Aufgabenstellung
Beantworte kurz anhand des Artikels über den Film „Berlin Utopiekadaver“:
1. Zum wievielten Mal findet das „achtung berlin Filmfestival“ diesen April statt?
2. In welcher Straße liegt das Tuntenhaus?
3. Mit welcher Berliner Filmproduktion hat das ZDF den Film koproduziert?

Seitentext
-------------------------
Bild: Aufm Dach in der Liebigstraße in Berlin-Friedrichshain: eine Szene aus d…
Berlin taz | Was für eine gute Wahl. [1][„Berlin Utopiekadaver“] von
Johannes Blume ist eine von 12 Produktionen, die im
Dokumentarfilm-Wettbewerb bei der diesjährigen Ausgabe des „achtung berlin
Filmfestival“ laufen, das am Mittwoch beginnt – es findet diesen April zum
20. Mal statt. Gäbe es eine taz-Jury, wäre dem Film wohl ein Preis gewiss.
„Berlin Utopiekadaver“ porträtiert die sich auflösende Hausbesetzerszene,
die kaum noch Platz findet in der Stadt. Blume steigt mit einer
Trauerzeremonie ein, bei der Schilder getragen werden, die im Stile einer
Todesanzeige Namen von geräumten Orten – vom Tacheles über die Liebig34 bis
hin zum Syndikat – zeigen. Der Film ist eine Art Zeitreise, er zeigt
Protestaktionen und Polizeiaufmärsche. Die Kamera war auch bei Räumungen
wie der des Køpi-Platzes dabei.
Johannes Blume lässt seinen vielen, oft stadtbekannten
Protagonist:innen gebührend Zeit, ihre Geschichte zu erzählen. Das
macht sie nahbar. Ihre Motivation, geschützte Freiräume zu schaffen, wird
deutlich. Mit dem [2][Tuntenhaus] in der Kastanienallee ist auch ein akut
von Schließung und Räumung bedrohtes queeres Hausprojekt dabei – wir sehen
unter anderem den Bewohner:innen dabei zu, wie sie ein Frühstück im
Innenhof vorbereiten, das allen Bedürftigen offen steht.
Letztlich geht es allen um Kapitalismuskritik, aber die ist ja doch aus der
Mode gekommen… „Die Liebig war eine Utopie“, sagt eine Protagonistin. Da
ist Resignation zu spüren, aber auch ein Unglaube angesichts der
Entwicklung der vergangenen Jahre: „Die Stadt hat sich total verändert“,
sagt ein anderer Protagonist, die Gentrifizierung kritisierend. „Es
herrscht eine repressive Stimmung.“
## „Das sympathischste Filmfest Berlins“
„Berlin Utopiekadaver“ – eine Koproduktion der Berliner Filmproduktion
„Filmgalerie 451“ mit dem ZDF – ist also ein gutes Beispiel für den
Anspruch von „achtung berlin“, dem Filmfestival für junges deutsches Kino
aus Berlin und Brandenburg, das Programm mit ambitionierten Produktionen zu
bestücken.
-------------------------
Extrahierte Daten
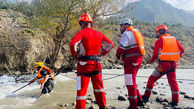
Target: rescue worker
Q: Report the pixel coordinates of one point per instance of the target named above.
(89, 42)
(45, 78)
(131, 50)
(167, 50)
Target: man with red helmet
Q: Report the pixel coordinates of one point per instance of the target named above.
(89, 42)
(168, 50)
(131, 49)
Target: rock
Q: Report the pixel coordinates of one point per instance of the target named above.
(94, 101)
(118, 88)
(88, 101)
(73, 104)
(122, 98)
(162, 94)
(180, 82)
(66, 105)
(164, 103)
(89, 98)
(154, 92)
(177, 107)
(159, 99)
(182, 93)
(165, 100)
(187, 96)
(91, 107)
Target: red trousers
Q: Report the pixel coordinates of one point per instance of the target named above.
(83, 82)
(167, 68)
(131, 67)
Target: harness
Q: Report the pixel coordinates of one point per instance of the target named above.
(172, 69)
(90, 58)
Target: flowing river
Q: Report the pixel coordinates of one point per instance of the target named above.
(65, 90)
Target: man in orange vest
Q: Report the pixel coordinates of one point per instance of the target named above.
(89, 66)
(168, 50)
(45, 78)
(131, 49)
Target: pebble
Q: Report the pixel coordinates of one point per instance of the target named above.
(122, 98)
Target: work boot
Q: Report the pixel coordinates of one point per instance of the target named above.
(145, 99)
(140, 103)
(173, 104)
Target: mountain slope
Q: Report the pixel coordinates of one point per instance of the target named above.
(159, 11)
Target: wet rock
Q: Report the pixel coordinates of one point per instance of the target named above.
(154, 92)
(91, 107)
(187, 96)
(182, 93)
(122, 98)
(159, 99)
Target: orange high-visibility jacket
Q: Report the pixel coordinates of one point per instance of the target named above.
(139, 39)
(41, 78)
(170, 50)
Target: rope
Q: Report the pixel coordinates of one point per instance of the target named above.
(117, 75)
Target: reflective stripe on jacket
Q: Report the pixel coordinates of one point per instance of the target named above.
(170, 50)
(139, 39)
(41, 78)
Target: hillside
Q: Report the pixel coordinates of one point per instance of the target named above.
(21, 45)
(158, 11)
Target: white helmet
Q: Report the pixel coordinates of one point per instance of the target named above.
(126, 21)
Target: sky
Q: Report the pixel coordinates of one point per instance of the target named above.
(182, 4)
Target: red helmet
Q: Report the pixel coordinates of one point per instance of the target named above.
(85, 18)
(162, 26)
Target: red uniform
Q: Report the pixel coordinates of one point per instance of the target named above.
(130, 52)
(164, 67)
(89, 66)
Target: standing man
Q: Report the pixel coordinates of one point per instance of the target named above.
(89, 42)
(168, 50)
(131, 49)
(45, 78)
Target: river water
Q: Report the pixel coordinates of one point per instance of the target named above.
(65, 90)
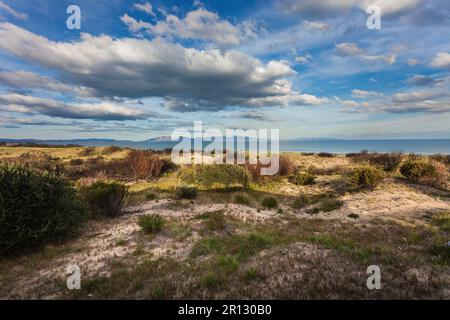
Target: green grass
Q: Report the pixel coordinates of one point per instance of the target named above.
(347, 247)
(269, 203)
(151, 224)
(442, 221)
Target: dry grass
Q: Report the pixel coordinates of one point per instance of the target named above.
(225, 245)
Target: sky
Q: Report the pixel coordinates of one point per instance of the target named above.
(141, 69)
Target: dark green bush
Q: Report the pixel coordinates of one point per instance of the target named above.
(301, 179)
(386, 161)
(151, 224)
(328, 205)
(425, 171)
(366, 175)
(186, 192)
(325, 155)
(269, 202)
(105, 199)
(208, 175)
(36, 209)
(241, 199)
(301, 202)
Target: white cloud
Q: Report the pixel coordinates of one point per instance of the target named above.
(198, 24)
(442, 60)
(12, 12)
(137, 68)
(349, 49)
(316, 25)
(329, 7)
(145, 7)
(29, 80)
(134, 25)
(413, 62)
(363, 94)
(416, 96)
(53, 108)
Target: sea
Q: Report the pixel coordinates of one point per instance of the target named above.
(425, 147)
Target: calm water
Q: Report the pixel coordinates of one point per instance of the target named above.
(332, 146)
(346, 146)
(340, 146)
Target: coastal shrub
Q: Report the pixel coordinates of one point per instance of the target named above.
(366, 175)
(105, 199)
(111, 149)
(301, 202)
(215, 221)
(87, 152)
(208, 175)
(386, 161)
(286, 166)
(444, 158)
(327, 171)
(301, 179)
(269, 203)
(325, 155)
(76, 162)
(35, 161)
(327, 205)
(425, 171)
(151, 224)
(146, 164)
(185, 192)
(241, 199)
(35, 209)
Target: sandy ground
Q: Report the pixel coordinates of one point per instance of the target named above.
(103, 241)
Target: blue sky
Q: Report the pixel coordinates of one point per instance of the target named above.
(140, 69)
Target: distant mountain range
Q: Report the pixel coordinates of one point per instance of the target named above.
(107, 142)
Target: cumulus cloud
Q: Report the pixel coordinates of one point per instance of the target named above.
(362, 94)
(53, 108)
(28, 80)
(442, 60)
(413, 62)
(321, 8)
(199, 24)
(349, 49)
(421, 80)
(316, 25)
(417, 96)
(145, 7)
(136, 68)
(18, 15)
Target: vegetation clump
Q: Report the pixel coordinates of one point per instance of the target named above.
(151, 224)
(269, 203)
(302, 179)
(209, 175)
(36, 209)
(366, 176)
(105, 199)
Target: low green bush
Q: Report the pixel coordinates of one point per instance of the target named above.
(269, 203)
(151, 224)
(186, 192)
(208, 175)
(301, 202)
(302, 179)
(425, 171)
(36, 209)
(241, 199)
(105, 199)
(366, 175)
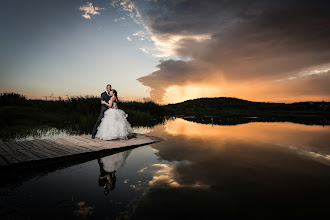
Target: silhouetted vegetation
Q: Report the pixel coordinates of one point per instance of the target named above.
(21, 116)
(234, 111)
(76, 114)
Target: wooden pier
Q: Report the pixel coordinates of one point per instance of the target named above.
(14, 153)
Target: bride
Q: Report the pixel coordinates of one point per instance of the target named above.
(114, 124)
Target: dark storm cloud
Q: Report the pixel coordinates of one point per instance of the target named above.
(249, 40)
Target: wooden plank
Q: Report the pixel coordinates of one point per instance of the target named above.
(42, 150)
(68, 146)
(91, 141)
(73, 144)
(3, 162)
(34, 150)
(50, 147)
(29, 154)
(79, 142)
(51, 144)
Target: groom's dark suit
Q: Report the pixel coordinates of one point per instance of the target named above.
(106, 97)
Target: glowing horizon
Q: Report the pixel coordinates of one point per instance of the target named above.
(68, 49)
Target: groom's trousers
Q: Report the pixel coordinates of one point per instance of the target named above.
(103, 109)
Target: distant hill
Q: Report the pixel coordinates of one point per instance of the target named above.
(238, 107)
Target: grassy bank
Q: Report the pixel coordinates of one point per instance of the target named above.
(21, 116)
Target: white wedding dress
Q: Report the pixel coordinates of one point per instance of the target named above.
(114, 125)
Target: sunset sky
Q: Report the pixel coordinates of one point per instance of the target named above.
(167, 50)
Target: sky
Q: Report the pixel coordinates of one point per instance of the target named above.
(166, 50)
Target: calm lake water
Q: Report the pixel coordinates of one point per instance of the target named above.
(265, 170)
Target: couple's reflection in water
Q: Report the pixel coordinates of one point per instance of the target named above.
(108, 167)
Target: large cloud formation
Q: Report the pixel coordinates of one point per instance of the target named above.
(277, 48)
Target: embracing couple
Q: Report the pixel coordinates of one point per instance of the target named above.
(112, 122)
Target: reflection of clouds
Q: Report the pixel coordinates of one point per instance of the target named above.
(322, 158)
(83, 211)
(166, 176)
(312, 138)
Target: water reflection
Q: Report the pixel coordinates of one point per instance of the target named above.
(108, 167)
(260, 170)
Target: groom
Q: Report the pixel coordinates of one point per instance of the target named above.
(106, 97)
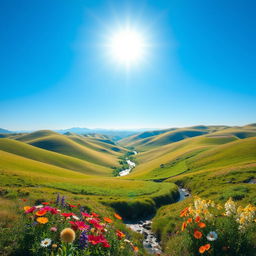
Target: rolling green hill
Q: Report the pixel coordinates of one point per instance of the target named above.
(176, 157)
(62, 144)
(150, 140)
(49, 157)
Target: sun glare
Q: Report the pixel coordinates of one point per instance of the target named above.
(127, 46)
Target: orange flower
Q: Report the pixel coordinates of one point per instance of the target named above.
(117, 216)
(42, 220)
(197, 219)
(189, 220)
(201, 225)
(207, 247)
(41, 213)
(184, 225)
(135, 248)
(184, 212)
(26, 208)
(108, 220)
(202, 249)
(197, 234)
(120, 234)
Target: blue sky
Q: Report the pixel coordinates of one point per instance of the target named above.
(199, 69)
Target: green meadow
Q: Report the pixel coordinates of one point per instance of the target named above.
(213, 162)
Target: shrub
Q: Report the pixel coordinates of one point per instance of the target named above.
(212, 229)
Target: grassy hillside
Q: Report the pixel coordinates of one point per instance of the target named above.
(49, 157)
(98, 144)
(183, 156)
(149, 140)
(62, 144)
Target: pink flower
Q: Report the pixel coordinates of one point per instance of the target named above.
(86, 215)
(31, 209)
(79, 225)
(53, 229)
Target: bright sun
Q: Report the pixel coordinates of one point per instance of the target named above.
(127, 46)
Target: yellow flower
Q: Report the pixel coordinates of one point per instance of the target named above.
(26, 208)
(42, 220)
(67, 235)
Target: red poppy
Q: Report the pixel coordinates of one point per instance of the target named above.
(97, 239)
(201, 225)
(106, 244)
(87, 215)
(98, 226)
(41, 212)
(108, 220)
(54, 211)
(93, 221)
(184, 225)
(79, 225)
(117, 216)
(31, 209)
(66, 215)
(120, 234)
(197, 234)
(197, 219)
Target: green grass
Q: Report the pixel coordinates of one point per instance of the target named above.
(49, 157)
(215, 163)
(63, 145)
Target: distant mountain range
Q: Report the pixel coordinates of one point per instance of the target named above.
(4, 131)
(114, 134)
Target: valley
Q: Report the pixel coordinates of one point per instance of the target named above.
(137, 176)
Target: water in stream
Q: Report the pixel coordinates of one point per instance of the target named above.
(130, 164)
(150, 242)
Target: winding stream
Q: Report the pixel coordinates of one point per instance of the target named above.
(150, 242)
(130, 164)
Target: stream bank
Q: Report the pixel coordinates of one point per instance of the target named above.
(131, 165)
(150, 241)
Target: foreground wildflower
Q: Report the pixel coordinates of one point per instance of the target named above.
(53, 229)
(68, 235)
(207, 247)
(83, 240)
(98, 240)
(212, 236)
(42, 220)
(201, 249)
(184, 212)
(120, 234)
(201, 225)
(108, 220)
(41, 212)
(46, 242)
(184, 225)
(79, 225)
(26, 208)
(117, 216)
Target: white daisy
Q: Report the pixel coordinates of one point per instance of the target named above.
(212, 236)
(46, 242)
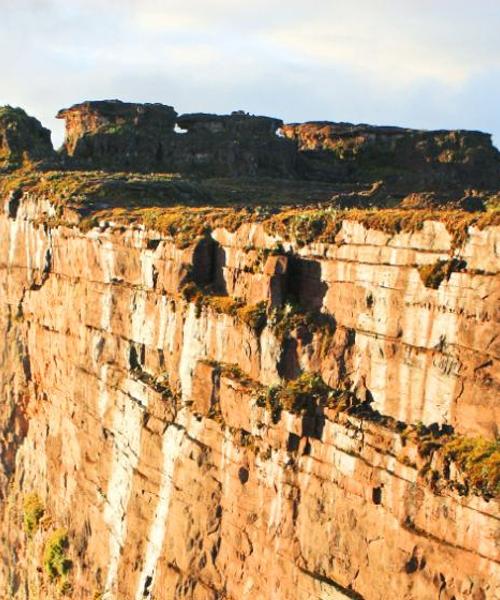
-------------------------
Ergebnis
1. Zum 20. Mal.
2. In der Kastanienallee.
3. Mit der „Filmgalerie 451“.